>> start DATA ENTRIES

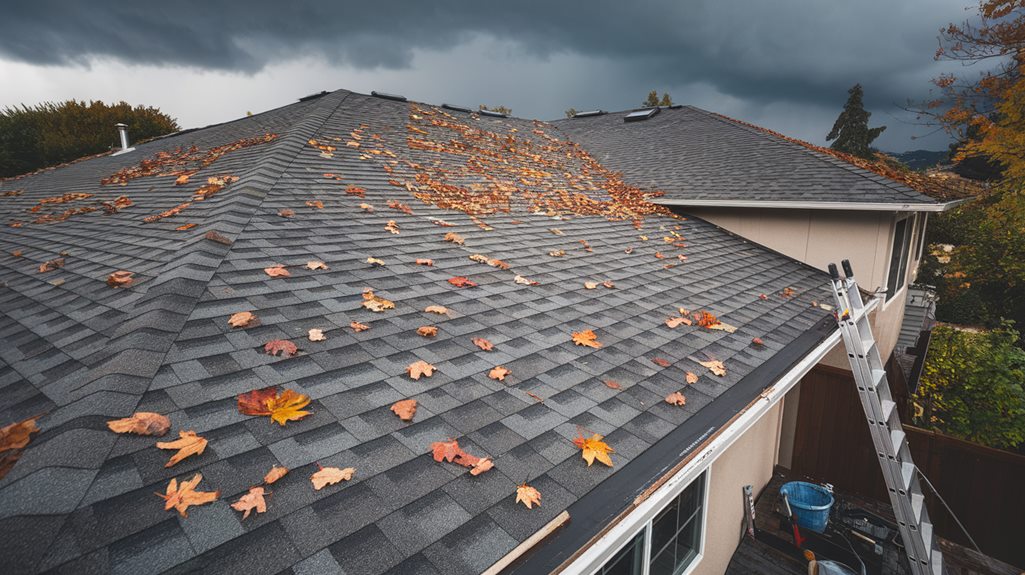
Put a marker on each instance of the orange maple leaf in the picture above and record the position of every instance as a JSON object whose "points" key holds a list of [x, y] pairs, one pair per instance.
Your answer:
{"points": [[586, 337], [593, 448], [275, 474], [277, 346], [675, 398], [242, 319], [528, 495], [418, 368], [330, 476], [180, 497], [405, 409], [141, 423], [498, 373], [188, 444], [253, 500]]}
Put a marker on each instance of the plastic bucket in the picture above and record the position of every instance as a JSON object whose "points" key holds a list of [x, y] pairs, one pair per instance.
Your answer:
{"points": [[810, 502]]}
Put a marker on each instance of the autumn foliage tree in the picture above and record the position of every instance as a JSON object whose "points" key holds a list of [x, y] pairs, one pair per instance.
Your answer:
{"points": [[50, 133], [851, 132]]}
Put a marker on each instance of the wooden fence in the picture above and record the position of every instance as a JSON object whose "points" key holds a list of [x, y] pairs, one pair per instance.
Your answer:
{"points": [[984, 487]]}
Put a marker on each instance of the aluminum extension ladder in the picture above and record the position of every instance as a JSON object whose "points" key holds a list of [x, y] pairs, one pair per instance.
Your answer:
{"points": [[888, 436]]}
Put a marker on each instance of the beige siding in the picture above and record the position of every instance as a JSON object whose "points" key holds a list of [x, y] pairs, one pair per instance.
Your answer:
{"points": [[748, 461], [821, 237]]}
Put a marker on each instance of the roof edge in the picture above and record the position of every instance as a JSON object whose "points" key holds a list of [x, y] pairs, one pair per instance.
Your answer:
{"points": [[854, 206]]}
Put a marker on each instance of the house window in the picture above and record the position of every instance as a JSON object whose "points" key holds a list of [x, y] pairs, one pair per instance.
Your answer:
{"points": [[898, 257], [669, 542]]}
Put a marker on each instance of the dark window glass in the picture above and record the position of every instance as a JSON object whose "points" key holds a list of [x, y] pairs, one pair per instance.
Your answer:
{"points": [[898, 259], [628, 561], [683, 519]]}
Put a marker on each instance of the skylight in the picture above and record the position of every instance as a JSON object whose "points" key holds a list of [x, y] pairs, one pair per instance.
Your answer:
{"points": [[456, 108], [641, 115], [385, 95]]}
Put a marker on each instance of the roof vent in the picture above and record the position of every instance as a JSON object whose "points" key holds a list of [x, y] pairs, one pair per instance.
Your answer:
{"points": [[123, 132], [641, 115], [457, 108], [314, 96], [385, 95]]}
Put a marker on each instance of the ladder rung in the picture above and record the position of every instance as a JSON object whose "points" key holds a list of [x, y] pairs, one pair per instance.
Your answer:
{"points": [[888, 410]]}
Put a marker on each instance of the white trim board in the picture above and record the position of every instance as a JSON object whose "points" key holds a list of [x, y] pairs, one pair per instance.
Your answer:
{"points": [[608, 544], [855, 206]]}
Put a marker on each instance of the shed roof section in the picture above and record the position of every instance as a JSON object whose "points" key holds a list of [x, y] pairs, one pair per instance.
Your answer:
{"points": [[700, 158], [81, 499]]}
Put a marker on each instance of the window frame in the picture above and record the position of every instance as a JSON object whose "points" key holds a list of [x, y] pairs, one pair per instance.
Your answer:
{"points": [[705, 477], [905, 248]]}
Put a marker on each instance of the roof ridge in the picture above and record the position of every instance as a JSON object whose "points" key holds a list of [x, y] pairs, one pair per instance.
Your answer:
{"points": [[130, 360], [782, 139]]}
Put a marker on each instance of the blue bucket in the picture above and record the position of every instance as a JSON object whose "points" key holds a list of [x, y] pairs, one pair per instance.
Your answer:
{"points": [[810, 502]]}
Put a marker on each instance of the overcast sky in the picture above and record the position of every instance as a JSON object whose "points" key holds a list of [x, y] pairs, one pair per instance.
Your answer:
{"points": [[784, 65]]}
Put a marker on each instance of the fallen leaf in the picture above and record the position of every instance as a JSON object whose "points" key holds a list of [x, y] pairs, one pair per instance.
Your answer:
{"points": [[277, 272], [528, 496], [188, 444], [446, 451], [141, 423], [374, 302], [330, 476], [498, 373], [586, 337], [593, 448], [242, 319], [281, 407], [483, 464], [275, 474], [418, 368], [215, 237], [50, 264], [674, 322], [180, 497], [675, 398], [13, 439], [715, 367], [253, 500], [278, 346], [120, 279], [405, 409]]}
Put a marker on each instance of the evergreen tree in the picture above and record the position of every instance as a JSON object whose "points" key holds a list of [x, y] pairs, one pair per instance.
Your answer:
{"points": [[851, 130]]}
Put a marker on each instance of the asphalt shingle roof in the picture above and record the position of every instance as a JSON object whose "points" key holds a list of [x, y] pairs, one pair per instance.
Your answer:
{"points": [[81, 499], [691, 154]]}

>> end DATA ENTRIES

**INSTRUCTIONS TO FOLLOW:**
Copy, character for character, the lines from the line that holds "Put a marker on each instance of the evergreen" through the final line of the records above.

**COMPLETE RESPONSE:**
Put a marker on each instance of the evergreen tree in the picture above and record the position of every instance as a JSON object whose "points" key holds a list of [x, y] pairs, one pair per instance.
Your answer:
{"points": [[851, 130]]}
Put a marker on each instance of the asphalt shingle roof in the picture above and record the position of every instance as a JSON object whose "points" key holds a list of [x, y] pairs, one pair per instance.
Your answer:
{"points": [[81, 499], [691, 154]]}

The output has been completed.